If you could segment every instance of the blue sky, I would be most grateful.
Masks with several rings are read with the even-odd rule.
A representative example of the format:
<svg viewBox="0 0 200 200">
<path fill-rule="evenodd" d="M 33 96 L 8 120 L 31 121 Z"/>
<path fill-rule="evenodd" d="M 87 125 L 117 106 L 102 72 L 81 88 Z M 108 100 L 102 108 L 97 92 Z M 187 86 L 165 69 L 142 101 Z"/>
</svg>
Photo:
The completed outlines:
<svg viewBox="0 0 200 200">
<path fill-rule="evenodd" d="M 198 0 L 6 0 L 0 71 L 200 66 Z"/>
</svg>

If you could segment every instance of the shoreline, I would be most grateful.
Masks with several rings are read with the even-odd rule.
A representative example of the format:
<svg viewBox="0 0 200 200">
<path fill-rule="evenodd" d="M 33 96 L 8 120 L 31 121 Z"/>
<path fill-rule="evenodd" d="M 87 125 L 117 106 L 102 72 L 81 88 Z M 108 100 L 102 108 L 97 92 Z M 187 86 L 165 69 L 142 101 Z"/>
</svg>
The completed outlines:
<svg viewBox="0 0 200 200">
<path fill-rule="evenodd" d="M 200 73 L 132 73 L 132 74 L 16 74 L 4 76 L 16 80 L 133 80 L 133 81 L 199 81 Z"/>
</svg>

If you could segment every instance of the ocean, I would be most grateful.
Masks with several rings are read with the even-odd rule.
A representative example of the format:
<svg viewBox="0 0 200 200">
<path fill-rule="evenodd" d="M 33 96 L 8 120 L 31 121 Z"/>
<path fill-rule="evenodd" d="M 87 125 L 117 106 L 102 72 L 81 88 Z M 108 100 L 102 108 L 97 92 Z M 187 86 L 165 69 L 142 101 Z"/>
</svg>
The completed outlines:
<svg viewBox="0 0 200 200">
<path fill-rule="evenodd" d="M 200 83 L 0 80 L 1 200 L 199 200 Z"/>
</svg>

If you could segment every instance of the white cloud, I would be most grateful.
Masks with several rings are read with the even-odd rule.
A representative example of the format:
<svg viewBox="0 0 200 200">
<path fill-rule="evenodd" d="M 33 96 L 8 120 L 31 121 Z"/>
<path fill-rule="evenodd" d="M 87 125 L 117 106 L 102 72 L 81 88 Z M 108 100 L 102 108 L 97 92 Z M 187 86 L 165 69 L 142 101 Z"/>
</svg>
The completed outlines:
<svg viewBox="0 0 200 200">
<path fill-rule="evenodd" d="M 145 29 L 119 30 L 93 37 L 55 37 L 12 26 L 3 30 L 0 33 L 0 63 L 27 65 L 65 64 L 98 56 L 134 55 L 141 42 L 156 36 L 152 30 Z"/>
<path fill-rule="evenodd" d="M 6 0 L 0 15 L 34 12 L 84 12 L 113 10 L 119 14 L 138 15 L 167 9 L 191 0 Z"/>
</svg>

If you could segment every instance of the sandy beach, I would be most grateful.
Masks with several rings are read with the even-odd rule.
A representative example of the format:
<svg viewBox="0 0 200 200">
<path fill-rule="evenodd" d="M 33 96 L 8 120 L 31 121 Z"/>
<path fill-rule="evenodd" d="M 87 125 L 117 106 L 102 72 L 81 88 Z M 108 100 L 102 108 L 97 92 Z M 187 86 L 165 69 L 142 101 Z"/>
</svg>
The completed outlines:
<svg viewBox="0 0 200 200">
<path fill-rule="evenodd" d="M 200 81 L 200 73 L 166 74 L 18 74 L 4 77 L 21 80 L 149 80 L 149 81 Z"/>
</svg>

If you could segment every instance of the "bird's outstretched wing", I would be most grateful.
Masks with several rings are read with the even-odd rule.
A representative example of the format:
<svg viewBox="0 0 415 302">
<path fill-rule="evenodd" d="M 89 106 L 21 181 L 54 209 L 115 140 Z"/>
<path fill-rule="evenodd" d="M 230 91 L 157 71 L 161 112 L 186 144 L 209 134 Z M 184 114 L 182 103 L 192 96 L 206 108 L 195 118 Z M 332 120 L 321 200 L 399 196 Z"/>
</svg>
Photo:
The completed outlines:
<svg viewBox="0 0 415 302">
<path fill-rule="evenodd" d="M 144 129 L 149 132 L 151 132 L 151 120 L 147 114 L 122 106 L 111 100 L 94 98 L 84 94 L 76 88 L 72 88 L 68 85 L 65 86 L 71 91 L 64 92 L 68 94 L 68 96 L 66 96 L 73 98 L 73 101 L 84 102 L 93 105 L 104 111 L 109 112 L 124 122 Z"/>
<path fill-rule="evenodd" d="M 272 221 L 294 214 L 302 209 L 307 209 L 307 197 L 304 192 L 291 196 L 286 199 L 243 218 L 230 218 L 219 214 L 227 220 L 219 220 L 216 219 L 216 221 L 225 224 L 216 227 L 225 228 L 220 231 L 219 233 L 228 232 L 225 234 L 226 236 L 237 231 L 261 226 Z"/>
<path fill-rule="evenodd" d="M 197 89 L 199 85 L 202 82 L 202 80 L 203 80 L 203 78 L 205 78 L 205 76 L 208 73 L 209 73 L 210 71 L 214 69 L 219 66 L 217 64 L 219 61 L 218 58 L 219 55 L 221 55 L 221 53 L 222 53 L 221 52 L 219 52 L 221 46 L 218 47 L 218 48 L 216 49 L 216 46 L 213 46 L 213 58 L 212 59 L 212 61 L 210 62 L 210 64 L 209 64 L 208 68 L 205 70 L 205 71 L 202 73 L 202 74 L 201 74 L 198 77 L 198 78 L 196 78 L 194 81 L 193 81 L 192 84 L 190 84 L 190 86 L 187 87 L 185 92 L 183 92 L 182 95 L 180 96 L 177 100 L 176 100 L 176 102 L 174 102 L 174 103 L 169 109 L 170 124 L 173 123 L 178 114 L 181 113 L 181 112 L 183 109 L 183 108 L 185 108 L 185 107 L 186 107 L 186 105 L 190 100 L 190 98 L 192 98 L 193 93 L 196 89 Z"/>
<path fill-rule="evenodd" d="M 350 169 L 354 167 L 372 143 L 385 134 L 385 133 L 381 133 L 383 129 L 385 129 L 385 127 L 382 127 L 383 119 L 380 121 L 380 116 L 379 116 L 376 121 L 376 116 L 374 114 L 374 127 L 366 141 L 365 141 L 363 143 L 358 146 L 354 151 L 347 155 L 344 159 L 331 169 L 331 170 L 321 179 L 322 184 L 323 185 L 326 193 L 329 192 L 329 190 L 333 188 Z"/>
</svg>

Written instruction: Using the data above, reproduce every line exactly.

Result of the exercise:
If you could segment every instance of the blue sky, I would be most grateful.
Masks with several rings are read with the even-odd rule.
A representative example of the format:
<svg viewBox="0 0 200 200">
<path fill-rule="evenodd" d="M 33 96 L 8 120 L 31 121 Z"/>
<path fill-rule="evenodd" d="M 87 125 L 117 106 L 102 72 L 81 88 Z M 108 100 L 102 108 L 97 92 Z M 187 86 L 165 69 L 142 101 Z"/>
</svg>
Photo:
The completed outlines:
<svg viewBox="0 0 200 200">
<path fill-rule="evenodd" d="M 198 0 L 6 0 L 0 71 L 200 66 Z"/>
</svg>

If you could segment every instance of the shoreline, I would be most grateful.
Masks with several rings are read with the even-odd rule.
A representative example of the format:
<svg viewBox="0 0 200 200">
<path fill-rule="evenodd" d="M 33 96 L 8 120 L 31 121 Z"/>
<path fill-rule="evenodd" d="M 87 125 L 117 106 L 102 72 L 81 88 Z M 108 100 L 102 108 L 97 92 Z M 187 86 L 165 69 L 142 101 Z"/>
</svg>
The completed outlines:
<svg viewBox="0 0 200 200">
<path fill-rule="evenodd" d="M 200 73 L 132 73 L 132 74 L 16 74 L 4 76 L 16 80 L 133 80 L 133 81 L 199 81 Z"/>
</svg>

If you could segment every instance of the ocean, I would be most grateful.
Masks with several rings are read with the even-odd rule.
A representative example of the format:
<svg viewBox="0 0 200 200">
<path fill-rule="evenodd" d="M 33 96 L 8 120 L 31 121 Z"/>
<path fill-rule="evenodd" d="M 87 125 L 117 106 L 102 72 L 81 88 Z M 108 100 L 102 108 L 97 92 Z M 187 86 L 165 69 L 142 101 Z"/>
</svg>
The completed outlines:
<svg viewBox="0 0 200 200">
<path fill-rule="evenodd" d="M 200 83 L 0 80 L 1 200 L 199 200 Z"/>
</svg>

If you could segment every instance of the white cloud, I would be most grateful.
Masks with several rings are read with the even-odd rule.
A representative example of the format:
<svg viewBox="0 0 200 200">
<path fill-rule="evenodd" d="M 33 96 L 8 120 L 31 121 Z"/>
<path fill-rule="evenodd" d="M 87 125 L 117 106 L 102 72 L 81 88 Z M 108 100 L 102 108 L 97 92 Z M 187 86 L 165 69 L 142 101 Z"/>
</svg>
The completed outlines:
<svg viewBox="0 0 200 200">
<path fill-rule="evenodd" d="M 145 29 L 119 30 L 93 37 L 55 37 L 12 26 L 3 30 L 0 33 L 0 63 L 27 65 L 65 64 L 98 56 L 134 55 L 141 42 L 156 36 L 152 30 Z"/>
<path fill-rule="evenodd" d="M 6 0 L 0 15 L 34 12 L 84 12 L 113 10 L 119 14 L 138 15 L 167 9 L 191 0 Z"/>
</svg>

If you could segment every instance of the sandy beach, I would be most grateful.
Masks with several rings are read with the even-odd rule.
A representative example of the format:
<svg viewBox="0 0 200 200">
<path fill-rule="evenodd" d="M 33 96 L 8 120 L 31 121 Z"/>
<path fill-rule="evenodd" d="M 87 125 L 117 106 L 102 72 L 81 88 Z M 108 100 L 102 108 L 97 92 Z M 187 86 L 165 69 L 142 101 Z"/>
</svg>
The completed outlines:
<svg viewBox="0 0 200 200">
<path fill-rule="evenodd" d="M 200 81 L 200 73 L 166 74 L 18 74 L 4 77 L 21 80 L 149 80 L 149 81 Z"/>
</svg>

If you could segment every instance of the "bird's outstretched wing", I would be most grateful.
Masks with several rings are read with the even-odd rule.
A representative example of the format:
<svg viewBox="0 0 415 302">
<path fill-rule="evenodd" d="M 89 106 L 21 181 L 54 209 L 115 140 Z"/>
<path fill-rule="evenodd" d="M 230 91 L 157 71 L 161 112 L 186 144 L 209 134 Z M 184 114 L 182 103 L 192 96 L 206 108 L 195 118 Z M 332 120 L 321 200 L 399 196 Z"/>
</svg>
Photo:
The completed outlines:
<svg viewBox="0 0 415 302">
<path fill-rule="evenodd" d="M 144 129 L 149 132 L 151 132 L 151 120 L 147 114 L 122 106 L 111 100 L 94 98 L 84 94 L 76 88 L 72 88 L 68 85 L 65 86 L 71 91 L 64 92 L 68 94 L 68 96 L 66 96 L 73 98 L 73 101 L 84 102 L 93 105 L 104 111 L 109 112 L 124 122 Z"/>
<path fill-rule="evenodd" d="M 272 221 L 294 214 L 302 209 L 307 209 L 307 197 L 304 192 L 291 196 L 286 199 L 243 218 L 230 218 L 219 214 L 227 220 L 219 220 L 216 219 L 216 221 L 225 224 L 216 227 L 225 228 L 220 231 L 219 233 L 228 232 L 225 234 L 226 236 L 237 231 L 261 226 Z"/>
<path fill-rule="evenodd" d="M 197 89 L 199 85 L 202 82 L 202 80 L 203 80 L 203 78 L 205 78 L 205 76 L 208 73 L 209 73 L 210 71 L 214 69 L 219 66 L 217 64 L 219 61 L 218 58 L 219 55 L 221 55 L 221 53 L 222 53 L 221 52 L 219 52 L 221 46 L 218 47 L 218 48 L 216 49 L 216 46 L 213 46 L 213 58 L 212 59 L 212 61 L 210 62 L 210 64 L 209 64 L 208 68 L 205 70 L 205 71 L 202 73 L 202 74 L 201 74 L 198 77 L 198 78 L 196 78 L 194 81 L 193 81 L 192 84 L 190 84 L 190 86 L 187 87 L 185 92 L 183 92 L 182 95 L 180 96 L 177 100 L 176 100 L 176 102 L 174 102 L 174 103 L 169 109 L 170 124 L 173 123 L 178 114 L 181 113 L 181 112 L 183 109 L 183 108 L 185 108 L 185 107 L 186 107 L 186 105 L 190 100 L 190 98 L 192 98 L 193 93 L 196 89 Z"/>
<path fill-rule="evenodd" d="M 350 169 L 354 167 L 372 143 L 385 134 L 385 133 L 381 133 L 383 129 L 385 129 L 385 127 L 382 127 L 383 119 L 380 121 L 380 116 L 379 116 L 376 121 L 376 116 L 374 114 L 374 127 L 366 141 L 365 141 L 363 143 L 358 146 L 354 151 L 347 155 L 344 159 L 331 169 L 331 170 L 321 179 L 322 184 L 323 185 L 326 193 L 329 192 L 329 190 L 333 188 Z"/>
</svg>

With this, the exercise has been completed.